Exactly the lines from the one with "Target: riverbed stones" through the last line of the listing must be given again.

**Given records:**
+++
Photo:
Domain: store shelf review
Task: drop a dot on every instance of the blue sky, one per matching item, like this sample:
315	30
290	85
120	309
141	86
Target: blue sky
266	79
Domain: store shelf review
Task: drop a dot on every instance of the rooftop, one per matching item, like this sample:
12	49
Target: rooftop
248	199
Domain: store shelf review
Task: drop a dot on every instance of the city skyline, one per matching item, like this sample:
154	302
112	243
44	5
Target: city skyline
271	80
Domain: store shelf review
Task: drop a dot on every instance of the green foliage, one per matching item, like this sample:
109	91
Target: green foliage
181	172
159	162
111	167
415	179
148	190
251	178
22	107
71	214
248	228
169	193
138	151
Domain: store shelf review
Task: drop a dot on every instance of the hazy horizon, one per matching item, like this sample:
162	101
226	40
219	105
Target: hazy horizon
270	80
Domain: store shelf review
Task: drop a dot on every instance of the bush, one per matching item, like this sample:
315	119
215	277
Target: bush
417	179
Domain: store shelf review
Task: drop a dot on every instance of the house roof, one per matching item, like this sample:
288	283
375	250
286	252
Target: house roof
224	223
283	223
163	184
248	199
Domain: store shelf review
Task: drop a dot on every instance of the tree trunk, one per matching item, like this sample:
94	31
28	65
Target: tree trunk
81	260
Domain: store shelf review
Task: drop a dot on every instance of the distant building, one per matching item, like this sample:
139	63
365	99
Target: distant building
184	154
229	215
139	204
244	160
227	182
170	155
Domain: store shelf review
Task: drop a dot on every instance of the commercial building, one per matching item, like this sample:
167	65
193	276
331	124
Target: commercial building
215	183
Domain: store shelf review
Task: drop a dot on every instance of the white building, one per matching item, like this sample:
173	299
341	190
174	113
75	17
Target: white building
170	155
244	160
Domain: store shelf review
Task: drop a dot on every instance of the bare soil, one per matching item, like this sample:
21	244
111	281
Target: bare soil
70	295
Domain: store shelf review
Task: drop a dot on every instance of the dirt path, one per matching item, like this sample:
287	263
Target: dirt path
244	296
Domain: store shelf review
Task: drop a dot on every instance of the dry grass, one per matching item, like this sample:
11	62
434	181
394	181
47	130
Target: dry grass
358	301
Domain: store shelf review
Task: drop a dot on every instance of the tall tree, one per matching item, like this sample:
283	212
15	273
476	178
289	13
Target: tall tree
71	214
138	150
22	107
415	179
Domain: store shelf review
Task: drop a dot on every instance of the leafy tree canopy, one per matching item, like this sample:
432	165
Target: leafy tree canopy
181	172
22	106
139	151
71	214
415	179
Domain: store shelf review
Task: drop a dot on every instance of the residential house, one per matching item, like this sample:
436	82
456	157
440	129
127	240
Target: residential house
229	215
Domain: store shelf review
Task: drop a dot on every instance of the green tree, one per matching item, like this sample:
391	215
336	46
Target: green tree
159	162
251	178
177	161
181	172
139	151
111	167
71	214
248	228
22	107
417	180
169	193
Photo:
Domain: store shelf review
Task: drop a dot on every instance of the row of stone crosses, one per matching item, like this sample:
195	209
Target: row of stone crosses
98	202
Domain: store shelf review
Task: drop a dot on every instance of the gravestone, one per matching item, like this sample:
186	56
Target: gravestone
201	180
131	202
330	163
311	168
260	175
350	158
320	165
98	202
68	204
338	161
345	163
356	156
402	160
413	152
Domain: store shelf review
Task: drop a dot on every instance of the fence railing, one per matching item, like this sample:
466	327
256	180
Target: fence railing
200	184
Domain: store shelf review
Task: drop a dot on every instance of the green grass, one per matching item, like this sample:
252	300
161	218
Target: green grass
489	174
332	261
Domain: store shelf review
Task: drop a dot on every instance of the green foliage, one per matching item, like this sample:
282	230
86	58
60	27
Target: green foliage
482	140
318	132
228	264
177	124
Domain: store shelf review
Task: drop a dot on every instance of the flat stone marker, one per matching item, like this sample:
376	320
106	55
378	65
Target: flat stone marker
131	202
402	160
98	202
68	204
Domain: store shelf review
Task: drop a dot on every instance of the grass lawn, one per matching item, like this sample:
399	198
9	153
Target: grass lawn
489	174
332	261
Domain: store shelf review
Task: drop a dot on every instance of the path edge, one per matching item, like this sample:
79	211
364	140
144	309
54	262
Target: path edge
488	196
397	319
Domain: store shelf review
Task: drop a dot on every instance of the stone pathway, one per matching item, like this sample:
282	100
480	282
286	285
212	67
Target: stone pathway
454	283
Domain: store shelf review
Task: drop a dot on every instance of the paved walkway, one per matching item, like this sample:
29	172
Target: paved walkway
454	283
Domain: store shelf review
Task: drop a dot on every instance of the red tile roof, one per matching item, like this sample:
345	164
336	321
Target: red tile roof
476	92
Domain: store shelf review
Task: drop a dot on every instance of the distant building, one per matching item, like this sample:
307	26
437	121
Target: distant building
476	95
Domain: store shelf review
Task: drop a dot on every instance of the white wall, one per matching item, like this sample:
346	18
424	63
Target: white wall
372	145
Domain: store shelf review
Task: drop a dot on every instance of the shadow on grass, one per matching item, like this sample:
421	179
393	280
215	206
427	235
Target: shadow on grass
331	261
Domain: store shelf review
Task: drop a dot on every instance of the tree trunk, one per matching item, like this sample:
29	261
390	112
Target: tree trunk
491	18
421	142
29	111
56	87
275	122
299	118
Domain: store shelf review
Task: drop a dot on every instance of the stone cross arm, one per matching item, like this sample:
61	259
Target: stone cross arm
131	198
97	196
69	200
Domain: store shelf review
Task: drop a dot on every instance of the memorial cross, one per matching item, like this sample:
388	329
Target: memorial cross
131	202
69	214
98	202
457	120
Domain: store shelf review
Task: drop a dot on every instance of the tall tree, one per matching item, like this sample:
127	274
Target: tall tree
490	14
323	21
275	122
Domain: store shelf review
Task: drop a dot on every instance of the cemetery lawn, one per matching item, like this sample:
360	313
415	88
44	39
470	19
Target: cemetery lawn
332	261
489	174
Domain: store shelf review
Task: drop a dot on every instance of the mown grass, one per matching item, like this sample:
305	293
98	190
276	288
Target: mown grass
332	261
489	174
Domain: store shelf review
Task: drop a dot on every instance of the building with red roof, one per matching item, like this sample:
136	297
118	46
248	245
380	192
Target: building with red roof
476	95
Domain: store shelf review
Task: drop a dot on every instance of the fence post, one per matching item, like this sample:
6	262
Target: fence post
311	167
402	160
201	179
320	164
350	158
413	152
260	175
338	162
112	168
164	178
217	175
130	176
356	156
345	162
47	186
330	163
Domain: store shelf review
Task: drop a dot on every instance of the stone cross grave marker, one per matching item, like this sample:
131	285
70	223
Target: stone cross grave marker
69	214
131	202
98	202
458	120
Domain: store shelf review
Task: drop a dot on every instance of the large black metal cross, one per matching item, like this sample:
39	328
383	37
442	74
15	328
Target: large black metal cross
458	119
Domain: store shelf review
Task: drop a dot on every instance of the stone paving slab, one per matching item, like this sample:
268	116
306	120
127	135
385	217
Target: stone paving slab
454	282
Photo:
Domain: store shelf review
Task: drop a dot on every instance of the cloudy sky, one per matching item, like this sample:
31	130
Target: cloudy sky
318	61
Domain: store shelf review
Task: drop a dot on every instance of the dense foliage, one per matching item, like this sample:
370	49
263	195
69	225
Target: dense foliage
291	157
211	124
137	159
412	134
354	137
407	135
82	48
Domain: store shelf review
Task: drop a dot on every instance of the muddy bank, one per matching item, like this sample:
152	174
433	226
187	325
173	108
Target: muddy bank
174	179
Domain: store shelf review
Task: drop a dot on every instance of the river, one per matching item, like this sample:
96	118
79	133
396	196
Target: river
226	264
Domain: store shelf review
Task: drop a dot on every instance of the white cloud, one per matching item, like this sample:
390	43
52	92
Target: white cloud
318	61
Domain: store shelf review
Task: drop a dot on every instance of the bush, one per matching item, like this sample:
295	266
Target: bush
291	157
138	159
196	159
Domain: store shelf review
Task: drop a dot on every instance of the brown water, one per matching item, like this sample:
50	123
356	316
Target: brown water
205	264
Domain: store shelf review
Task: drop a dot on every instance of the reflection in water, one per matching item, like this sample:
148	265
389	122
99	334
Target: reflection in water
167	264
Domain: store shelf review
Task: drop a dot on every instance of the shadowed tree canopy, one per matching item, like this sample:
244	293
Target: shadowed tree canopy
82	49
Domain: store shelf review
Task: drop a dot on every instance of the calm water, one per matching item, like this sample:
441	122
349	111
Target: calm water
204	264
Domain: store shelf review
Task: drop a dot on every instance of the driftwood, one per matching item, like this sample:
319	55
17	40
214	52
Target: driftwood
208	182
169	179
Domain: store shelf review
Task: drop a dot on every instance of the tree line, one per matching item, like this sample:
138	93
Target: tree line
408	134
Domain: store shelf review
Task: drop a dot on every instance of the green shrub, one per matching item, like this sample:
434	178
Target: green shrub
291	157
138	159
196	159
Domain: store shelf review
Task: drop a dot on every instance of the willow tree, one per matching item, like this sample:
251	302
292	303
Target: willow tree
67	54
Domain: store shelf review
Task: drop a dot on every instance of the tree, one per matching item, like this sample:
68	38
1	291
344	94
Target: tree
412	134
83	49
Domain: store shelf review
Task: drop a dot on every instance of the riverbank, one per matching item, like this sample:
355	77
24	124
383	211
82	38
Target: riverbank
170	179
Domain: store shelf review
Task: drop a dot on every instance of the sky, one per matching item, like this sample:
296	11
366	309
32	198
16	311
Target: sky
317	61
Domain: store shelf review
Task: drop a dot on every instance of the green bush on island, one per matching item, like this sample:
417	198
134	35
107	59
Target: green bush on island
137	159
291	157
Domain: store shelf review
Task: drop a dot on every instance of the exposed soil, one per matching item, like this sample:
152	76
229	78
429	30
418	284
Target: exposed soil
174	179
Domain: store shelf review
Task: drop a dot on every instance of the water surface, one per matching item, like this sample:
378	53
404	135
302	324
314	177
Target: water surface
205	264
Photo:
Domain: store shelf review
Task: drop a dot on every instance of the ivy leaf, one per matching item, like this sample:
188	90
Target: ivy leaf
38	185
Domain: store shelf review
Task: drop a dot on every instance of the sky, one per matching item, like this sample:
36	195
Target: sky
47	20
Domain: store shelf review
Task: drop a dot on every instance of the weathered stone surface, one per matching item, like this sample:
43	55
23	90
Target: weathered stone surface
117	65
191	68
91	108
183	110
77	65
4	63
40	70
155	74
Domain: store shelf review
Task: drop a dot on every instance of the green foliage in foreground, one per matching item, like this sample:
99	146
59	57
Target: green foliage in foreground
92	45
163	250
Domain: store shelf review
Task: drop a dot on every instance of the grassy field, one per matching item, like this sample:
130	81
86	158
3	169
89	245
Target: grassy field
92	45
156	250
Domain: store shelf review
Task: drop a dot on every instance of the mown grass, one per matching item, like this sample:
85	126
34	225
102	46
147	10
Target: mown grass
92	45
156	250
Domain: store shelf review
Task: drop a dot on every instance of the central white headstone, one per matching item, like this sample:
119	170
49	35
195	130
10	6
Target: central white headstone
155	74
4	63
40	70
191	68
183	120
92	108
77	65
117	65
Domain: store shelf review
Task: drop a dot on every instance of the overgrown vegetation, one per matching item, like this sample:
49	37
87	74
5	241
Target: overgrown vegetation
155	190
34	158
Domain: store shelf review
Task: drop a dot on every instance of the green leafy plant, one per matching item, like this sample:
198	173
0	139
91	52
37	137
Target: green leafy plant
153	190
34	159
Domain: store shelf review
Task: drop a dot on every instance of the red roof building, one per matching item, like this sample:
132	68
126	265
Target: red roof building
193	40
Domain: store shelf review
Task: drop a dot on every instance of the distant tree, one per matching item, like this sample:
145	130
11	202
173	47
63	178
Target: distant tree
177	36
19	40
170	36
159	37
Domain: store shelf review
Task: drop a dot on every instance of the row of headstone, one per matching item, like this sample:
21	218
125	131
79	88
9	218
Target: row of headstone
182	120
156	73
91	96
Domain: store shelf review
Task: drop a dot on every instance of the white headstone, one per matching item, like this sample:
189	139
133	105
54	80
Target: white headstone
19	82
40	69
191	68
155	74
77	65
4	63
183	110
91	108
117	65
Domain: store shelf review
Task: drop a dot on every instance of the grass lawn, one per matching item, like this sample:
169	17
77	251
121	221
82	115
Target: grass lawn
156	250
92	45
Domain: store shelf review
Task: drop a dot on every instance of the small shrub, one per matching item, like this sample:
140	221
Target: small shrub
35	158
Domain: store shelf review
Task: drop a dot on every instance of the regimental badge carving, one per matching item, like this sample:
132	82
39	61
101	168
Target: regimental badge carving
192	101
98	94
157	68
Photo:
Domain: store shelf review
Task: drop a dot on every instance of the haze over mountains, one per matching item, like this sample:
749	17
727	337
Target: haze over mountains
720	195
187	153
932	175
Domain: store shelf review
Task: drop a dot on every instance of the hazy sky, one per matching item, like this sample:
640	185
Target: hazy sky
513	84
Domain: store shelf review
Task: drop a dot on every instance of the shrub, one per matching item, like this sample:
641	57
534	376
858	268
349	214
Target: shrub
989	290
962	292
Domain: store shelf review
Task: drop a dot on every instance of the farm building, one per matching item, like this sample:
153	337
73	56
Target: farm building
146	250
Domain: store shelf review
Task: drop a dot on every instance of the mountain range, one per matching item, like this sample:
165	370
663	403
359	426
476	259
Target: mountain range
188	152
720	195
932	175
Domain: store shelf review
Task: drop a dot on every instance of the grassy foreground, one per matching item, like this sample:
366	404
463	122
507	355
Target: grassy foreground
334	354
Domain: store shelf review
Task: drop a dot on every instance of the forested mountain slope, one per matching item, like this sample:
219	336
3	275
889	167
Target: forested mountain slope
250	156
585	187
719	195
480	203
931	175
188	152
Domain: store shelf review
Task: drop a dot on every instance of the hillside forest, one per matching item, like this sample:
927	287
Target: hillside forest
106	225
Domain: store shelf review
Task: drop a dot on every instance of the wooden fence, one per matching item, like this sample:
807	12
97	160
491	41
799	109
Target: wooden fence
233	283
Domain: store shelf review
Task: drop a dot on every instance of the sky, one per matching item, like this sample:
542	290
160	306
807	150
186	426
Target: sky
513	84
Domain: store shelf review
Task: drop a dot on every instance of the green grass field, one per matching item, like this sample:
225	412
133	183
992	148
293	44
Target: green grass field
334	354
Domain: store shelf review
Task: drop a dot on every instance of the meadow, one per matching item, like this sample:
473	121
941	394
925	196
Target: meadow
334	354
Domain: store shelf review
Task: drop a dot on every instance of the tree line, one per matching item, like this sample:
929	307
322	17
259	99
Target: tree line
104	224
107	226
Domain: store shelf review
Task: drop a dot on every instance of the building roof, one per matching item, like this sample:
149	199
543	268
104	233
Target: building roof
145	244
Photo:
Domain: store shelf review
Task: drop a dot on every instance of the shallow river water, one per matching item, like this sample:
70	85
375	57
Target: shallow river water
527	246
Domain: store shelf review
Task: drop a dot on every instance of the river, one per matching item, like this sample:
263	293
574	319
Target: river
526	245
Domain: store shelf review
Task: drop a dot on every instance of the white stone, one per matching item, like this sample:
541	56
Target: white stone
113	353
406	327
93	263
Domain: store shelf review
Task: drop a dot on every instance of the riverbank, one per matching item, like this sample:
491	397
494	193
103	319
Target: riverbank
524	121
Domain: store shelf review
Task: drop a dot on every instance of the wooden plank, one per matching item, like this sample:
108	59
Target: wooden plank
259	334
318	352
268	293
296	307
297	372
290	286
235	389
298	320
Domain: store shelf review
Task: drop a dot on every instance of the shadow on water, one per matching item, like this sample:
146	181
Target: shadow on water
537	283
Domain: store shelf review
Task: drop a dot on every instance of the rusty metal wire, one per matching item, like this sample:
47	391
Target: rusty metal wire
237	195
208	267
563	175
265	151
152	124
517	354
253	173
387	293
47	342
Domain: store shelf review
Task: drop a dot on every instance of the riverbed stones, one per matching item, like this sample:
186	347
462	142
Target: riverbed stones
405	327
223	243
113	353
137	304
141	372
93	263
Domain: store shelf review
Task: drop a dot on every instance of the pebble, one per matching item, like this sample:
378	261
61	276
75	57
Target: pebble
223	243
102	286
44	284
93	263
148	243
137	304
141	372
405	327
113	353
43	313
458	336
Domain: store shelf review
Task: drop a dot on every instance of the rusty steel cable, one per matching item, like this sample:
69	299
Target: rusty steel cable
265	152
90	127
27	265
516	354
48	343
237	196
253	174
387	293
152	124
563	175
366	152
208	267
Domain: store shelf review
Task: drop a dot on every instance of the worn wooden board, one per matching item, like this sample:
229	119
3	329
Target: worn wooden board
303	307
+++
**Answer box:**
Target: riverbed stones
405	327
223	243
113	353
137	304
141	372
93	263
Domain: store shelf review
Task: drop a dot on every instance of the pebble, one per matching item, like this sample:
378	261
61	276
75	57
Target: pebble
223	243
102	286
44	284
93	263
148	243
137	304
141	372
405	327
113	353
43	313
458	336
Domain: store shelf review
Task: drop a dot on every instance of the rusty steel cable, one per matching item, like this sample:
69	299
Target: rusty steel cable
265	152
90	127
27	265
516	354
48	343
237	196
253	174
387	293
152	124
563	175
366	152
208	267
Domain: store shelf review
Task: drop a dot on every instance of the worn wooden board, one per matching item, like this sample:
229	119
3	329
Target: worn wooden board
303	307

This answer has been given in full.